Work to be completed
Only the lines from the beginning of the data through the line holding "Domain: lane-usage study. Target: rear" belong in the answer, printed exactly and without pictures.

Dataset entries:
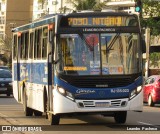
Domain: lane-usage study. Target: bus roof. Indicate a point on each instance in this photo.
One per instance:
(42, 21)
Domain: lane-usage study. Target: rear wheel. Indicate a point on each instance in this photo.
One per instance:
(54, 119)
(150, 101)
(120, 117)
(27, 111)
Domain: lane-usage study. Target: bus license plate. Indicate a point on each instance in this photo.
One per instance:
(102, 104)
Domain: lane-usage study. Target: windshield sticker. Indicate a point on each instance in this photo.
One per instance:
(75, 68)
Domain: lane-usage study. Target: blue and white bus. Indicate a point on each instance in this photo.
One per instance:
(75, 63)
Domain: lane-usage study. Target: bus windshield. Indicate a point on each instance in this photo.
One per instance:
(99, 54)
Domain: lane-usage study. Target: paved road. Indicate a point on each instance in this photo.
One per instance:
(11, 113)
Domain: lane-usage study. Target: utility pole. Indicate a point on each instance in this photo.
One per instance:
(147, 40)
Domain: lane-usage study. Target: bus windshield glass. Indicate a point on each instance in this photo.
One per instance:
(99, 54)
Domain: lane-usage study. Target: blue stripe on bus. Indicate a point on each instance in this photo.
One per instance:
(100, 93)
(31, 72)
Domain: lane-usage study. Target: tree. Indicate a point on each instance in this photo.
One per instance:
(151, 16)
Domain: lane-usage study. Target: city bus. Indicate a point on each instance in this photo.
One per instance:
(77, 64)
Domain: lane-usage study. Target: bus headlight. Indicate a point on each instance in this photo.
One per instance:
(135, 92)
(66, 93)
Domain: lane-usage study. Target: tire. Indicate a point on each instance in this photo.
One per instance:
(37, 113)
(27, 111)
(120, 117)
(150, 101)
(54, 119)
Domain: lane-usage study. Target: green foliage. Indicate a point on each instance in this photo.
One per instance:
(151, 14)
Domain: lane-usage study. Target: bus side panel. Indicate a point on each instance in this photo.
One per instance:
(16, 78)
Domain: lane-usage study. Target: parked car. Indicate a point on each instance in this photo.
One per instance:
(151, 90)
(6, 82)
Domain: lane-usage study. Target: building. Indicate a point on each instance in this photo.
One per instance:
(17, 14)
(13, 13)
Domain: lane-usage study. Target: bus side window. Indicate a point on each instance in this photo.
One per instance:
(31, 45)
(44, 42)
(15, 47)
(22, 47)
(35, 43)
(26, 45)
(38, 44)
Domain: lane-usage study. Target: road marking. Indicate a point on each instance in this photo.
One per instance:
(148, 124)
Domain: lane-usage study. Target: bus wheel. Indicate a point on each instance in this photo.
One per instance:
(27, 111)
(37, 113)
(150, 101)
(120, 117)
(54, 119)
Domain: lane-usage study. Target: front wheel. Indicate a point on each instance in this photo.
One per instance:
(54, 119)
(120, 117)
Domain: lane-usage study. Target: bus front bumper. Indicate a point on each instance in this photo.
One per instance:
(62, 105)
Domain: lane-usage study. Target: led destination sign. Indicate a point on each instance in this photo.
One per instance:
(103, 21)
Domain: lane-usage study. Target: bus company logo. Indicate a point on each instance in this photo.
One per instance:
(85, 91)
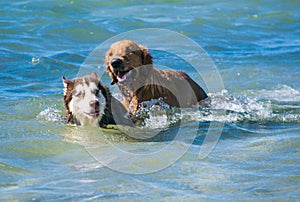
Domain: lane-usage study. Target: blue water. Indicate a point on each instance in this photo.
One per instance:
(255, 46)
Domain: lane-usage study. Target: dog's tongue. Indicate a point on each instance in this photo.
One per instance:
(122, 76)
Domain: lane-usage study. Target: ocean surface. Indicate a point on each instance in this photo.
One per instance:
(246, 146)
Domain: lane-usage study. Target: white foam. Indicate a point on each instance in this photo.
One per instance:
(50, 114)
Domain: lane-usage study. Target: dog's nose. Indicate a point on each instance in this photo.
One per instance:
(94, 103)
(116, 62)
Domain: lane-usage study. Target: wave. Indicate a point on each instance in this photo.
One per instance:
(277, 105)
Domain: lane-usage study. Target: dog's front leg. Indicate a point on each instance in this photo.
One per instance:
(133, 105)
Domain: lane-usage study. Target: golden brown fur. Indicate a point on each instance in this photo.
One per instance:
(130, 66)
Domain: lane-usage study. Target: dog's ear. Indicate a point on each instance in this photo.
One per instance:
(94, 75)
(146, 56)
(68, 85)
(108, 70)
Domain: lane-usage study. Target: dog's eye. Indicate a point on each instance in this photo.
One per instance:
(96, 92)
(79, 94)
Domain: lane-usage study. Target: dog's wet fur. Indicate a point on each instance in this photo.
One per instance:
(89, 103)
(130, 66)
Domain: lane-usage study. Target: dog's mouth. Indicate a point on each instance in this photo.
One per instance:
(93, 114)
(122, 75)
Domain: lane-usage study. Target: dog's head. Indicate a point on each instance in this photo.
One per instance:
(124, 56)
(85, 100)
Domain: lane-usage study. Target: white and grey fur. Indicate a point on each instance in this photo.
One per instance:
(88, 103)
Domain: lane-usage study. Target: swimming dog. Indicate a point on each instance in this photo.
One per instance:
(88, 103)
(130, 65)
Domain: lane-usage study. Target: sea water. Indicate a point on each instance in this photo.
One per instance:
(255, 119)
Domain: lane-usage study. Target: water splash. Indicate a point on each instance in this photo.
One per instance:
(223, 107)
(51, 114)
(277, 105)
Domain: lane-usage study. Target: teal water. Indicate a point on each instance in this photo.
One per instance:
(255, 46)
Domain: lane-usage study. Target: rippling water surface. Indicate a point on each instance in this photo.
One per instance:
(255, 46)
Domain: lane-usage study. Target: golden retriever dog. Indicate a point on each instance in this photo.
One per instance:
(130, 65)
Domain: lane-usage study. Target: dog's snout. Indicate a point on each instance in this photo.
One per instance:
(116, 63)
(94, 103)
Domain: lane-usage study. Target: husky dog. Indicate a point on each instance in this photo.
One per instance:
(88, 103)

Expected answer
Domain: lane-usage study. Target: bus roof. Indicate a point on each instance in this photo.
One per instance:
(42, 21)
Domain: lane-usage study. Target: rear wheel. Indicate a point on each instance in this photo.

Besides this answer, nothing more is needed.